(Stored dataset items)
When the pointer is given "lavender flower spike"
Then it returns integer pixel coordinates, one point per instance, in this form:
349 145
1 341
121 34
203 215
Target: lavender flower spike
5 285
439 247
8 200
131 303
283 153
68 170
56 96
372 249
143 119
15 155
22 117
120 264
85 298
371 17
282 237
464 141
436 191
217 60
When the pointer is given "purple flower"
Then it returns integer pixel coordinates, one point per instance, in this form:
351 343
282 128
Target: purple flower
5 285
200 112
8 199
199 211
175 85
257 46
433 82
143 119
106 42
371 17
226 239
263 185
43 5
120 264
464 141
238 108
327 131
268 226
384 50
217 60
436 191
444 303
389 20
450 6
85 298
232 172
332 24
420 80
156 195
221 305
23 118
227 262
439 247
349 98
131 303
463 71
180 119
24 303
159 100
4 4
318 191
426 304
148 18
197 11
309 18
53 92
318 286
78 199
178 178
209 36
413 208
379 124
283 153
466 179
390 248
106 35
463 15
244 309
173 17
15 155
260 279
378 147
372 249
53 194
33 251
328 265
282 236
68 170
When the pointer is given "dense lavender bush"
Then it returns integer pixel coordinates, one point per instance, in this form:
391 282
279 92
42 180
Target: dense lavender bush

*What is needed:*
Check each line in the records above for the word "When". Return those that have it.

*Task result:*
When the pointer is given "lavender flower spike"
When the pointer is given "purple flower"
When the pointer is given "dense lavender bush"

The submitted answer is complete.